Start

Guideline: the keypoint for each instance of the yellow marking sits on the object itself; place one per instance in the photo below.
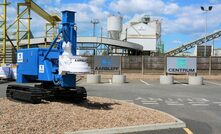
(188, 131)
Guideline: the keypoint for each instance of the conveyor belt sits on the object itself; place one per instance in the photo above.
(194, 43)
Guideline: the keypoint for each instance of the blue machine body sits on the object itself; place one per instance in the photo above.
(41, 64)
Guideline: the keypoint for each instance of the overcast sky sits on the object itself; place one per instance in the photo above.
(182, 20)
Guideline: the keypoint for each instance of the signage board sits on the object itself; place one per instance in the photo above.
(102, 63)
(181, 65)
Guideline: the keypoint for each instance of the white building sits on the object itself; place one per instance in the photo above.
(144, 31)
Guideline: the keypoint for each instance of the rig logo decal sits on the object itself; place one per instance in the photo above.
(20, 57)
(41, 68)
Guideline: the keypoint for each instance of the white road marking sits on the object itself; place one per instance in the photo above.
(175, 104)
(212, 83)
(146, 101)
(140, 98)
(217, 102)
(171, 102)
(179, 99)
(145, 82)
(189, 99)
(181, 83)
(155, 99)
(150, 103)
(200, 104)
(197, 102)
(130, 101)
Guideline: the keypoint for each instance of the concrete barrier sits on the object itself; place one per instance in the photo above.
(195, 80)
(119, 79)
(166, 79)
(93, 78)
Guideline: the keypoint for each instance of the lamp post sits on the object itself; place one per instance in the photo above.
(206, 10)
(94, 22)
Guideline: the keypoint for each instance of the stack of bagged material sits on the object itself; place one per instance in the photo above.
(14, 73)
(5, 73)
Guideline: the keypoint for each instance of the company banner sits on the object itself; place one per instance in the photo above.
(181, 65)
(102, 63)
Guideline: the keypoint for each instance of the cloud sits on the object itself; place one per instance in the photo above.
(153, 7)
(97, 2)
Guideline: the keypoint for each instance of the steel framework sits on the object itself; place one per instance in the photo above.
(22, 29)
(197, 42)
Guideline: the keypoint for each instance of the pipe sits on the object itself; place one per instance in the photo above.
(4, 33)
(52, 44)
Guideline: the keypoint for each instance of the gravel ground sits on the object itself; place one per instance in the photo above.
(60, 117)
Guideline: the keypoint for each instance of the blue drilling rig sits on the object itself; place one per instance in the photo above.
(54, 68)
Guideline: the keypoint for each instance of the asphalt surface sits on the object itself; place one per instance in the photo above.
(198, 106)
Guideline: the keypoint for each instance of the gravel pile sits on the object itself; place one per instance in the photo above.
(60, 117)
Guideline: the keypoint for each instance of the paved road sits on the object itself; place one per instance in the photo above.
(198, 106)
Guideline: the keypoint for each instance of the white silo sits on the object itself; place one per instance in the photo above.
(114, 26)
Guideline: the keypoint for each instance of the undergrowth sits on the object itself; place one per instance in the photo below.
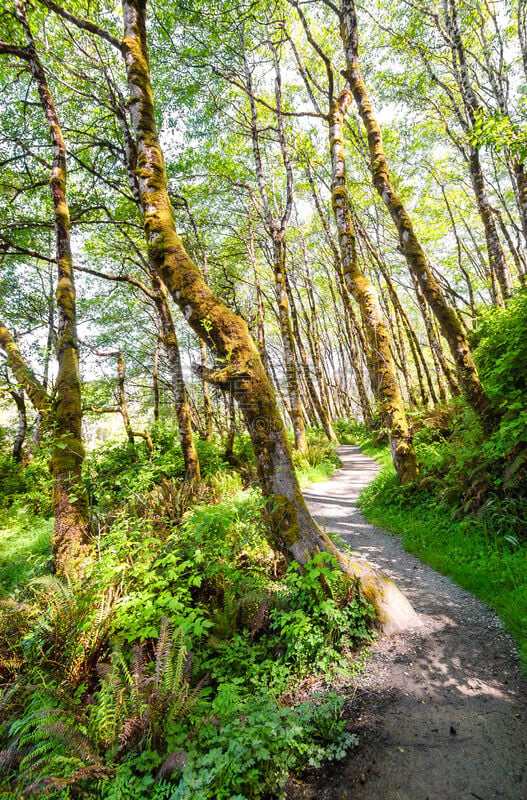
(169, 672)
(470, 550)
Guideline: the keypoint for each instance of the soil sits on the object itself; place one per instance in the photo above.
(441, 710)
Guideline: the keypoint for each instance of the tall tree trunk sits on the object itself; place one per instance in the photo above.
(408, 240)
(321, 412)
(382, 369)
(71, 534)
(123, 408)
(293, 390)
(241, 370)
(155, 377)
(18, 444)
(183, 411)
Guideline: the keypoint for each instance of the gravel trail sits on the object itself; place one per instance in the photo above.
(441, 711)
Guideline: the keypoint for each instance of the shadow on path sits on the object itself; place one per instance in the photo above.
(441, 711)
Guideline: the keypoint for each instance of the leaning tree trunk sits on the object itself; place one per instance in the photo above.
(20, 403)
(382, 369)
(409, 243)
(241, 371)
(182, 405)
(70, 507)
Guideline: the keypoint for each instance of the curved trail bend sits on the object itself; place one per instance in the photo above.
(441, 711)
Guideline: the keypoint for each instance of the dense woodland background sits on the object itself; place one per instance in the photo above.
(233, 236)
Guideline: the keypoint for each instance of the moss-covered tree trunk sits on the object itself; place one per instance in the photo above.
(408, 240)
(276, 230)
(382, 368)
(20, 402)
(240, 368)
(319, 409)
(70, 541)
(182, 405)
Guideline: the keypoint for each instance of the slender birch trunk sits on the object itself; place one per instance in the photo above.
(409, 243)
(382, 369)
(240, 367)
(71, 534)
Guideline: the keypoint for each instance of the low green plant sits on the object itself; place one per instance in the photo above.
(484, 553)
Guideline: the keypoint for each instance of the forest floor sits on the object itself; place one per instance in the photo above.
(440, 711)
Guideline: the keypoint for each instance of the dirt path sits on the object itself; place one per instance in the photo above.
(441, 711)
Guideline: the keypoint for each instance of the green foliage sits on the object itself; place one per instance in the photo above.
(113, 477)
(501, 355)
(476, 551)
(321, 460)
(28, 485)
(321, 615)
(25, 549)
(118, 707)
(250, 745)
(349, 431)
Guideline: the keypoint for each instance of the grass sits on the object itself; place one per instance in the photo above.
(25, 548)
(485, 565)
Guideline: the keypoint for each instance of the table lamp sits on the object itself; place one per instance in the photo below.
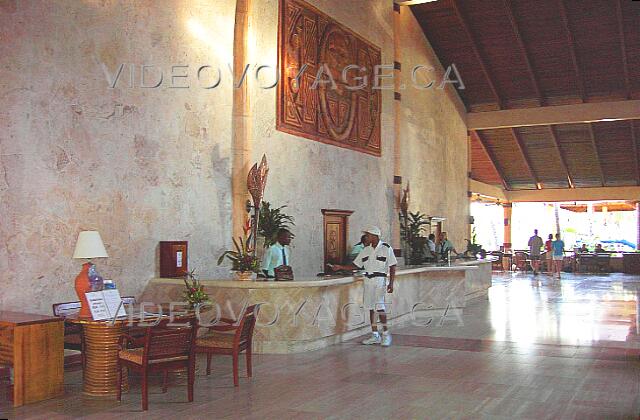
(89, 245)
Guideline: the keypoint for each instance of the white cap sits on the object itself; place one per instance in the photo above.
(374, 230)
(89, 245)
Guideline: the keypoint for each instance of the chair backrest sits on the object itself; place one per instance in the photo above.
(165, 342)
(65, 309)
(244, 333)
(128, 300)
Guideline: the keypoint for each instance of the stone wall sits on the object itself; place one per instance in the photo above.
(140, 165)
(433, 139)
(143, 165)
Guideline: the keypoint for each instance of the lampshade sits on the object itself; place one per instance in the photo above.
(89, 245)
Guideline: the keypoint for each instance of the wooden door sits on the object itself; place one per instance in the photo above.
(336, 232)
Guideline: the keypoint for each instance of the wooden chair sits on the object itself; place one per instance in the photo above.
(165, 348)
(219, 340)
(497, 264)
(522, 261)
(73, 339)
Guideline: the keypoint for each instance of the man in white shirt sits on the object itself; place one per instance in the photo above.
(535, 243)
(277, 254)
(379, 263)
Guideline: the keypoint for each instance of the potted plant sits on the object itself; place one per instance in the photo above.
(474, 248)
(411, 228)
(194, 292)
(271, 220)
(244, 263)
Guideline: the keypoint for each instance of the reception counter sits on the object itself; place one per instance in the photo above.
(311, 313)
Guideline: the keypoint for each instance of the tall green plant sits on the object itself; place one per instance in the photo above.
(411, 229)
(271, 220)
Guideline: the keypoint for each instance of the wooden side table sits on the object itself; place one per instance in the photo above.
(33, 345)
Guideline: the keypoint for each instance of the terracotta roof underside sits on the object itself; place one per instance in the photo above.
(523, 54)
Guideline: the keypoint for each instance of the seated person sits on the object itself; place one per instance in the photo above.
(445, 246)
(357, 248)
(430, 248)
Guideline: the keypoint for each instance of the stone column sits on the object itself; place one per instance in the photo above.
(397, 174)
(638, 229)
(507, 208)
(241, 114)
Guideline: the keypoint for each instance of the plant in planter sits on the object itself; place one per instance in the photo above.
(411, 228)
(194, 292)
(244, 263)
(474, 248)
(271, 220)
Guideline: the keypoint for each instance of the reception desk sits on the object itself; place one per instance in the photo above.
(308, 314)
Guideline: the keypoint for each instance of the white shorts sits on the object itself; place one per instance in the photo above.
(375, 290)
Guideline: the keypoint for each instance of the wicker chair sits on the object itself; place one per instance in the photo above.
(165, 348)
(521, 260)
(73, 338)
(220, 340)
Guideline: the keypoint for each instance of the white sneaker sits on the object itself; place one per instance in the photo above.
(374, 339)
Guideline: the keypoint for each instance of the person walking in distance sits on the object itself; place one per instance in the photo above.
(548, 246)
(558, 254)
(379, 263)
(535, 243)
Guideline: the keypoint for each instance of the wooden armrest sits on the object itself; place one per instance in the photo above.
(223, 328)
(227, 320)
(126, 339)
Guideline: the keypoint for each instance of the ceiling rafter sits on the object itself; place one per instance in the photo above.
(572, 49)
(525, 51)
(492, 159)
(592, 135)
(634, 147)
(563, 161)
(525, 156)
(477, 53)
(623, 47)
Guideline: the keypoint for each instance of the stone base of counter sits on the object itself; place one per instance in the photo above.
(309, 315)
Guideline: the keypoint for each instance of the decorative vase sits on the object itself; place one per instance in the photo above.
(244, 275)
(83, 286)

End
Start

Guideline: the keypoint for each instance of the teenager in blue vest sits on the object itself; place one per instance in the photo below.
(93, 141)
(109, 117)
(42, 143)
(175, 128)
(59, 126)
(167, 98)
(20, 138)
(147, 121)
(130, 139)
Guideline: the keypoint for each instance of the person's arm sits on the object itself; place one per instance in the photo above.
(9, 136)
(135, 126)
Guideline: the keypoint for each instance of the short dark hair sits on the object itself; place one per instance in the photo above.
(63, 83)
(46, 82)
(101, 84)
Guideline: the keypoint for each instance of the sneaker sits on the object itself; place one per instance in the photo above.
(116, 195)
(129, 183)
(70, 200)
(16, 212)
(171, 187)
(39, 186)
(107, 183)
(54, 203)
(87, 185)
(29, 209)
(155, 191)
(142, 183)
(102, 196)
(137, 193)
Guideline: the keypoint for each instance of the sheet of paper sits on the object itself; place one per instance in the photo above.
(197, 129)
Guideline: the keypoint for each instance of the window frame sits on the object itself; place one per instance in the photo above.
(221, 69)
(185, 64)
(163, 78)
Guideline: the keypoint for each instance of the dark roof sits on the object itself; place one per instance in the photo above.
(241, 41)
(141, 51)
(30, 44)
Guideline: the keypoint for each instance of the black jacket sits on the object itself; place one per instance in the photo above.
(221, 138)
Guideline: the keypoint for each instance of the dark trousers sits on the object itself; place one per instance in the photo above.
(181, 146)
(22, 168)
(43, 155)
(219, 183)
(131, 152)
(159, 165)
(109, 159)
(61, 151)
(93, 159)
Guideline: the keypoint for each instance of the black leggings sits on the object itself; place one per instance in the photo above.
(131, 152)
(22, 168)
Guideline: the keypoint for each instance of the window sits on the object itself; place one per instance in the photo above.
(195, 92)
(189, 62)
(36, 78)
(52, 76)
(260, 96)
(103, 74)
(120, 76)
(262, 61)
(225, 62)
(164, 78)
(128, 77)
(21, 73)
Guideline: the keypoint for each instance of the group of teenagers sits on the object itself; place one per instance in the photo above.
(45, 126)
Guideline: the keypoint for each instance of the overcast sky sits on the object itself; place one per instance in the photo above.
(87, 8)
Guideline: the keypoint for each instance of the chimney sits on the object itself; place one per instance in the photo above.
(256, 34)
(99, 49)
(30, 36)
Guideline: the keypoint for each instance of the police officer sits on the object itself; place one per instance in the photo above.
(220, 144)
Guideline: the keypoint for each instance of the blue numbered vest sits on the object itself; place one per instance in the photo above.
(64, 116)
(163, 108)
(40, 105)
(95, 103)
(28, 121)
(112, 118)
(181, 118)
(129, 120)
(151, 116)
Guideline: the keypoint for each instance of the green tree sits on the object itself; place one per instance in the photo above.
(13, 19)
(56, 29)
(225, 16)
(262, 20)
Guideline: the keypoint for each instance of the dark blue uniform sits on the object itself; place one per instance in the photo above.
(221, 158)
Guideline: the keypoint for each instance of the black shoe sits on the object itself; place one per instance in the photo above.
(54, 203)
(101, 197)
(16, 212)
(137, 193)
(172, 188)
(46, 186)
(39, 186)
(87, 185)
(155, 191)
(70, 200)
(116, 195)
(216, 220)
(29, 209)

End

**Problem requirements**
How many lines in the data above contain the word "green"? Reply with the number alone.

**Completed exercise**
4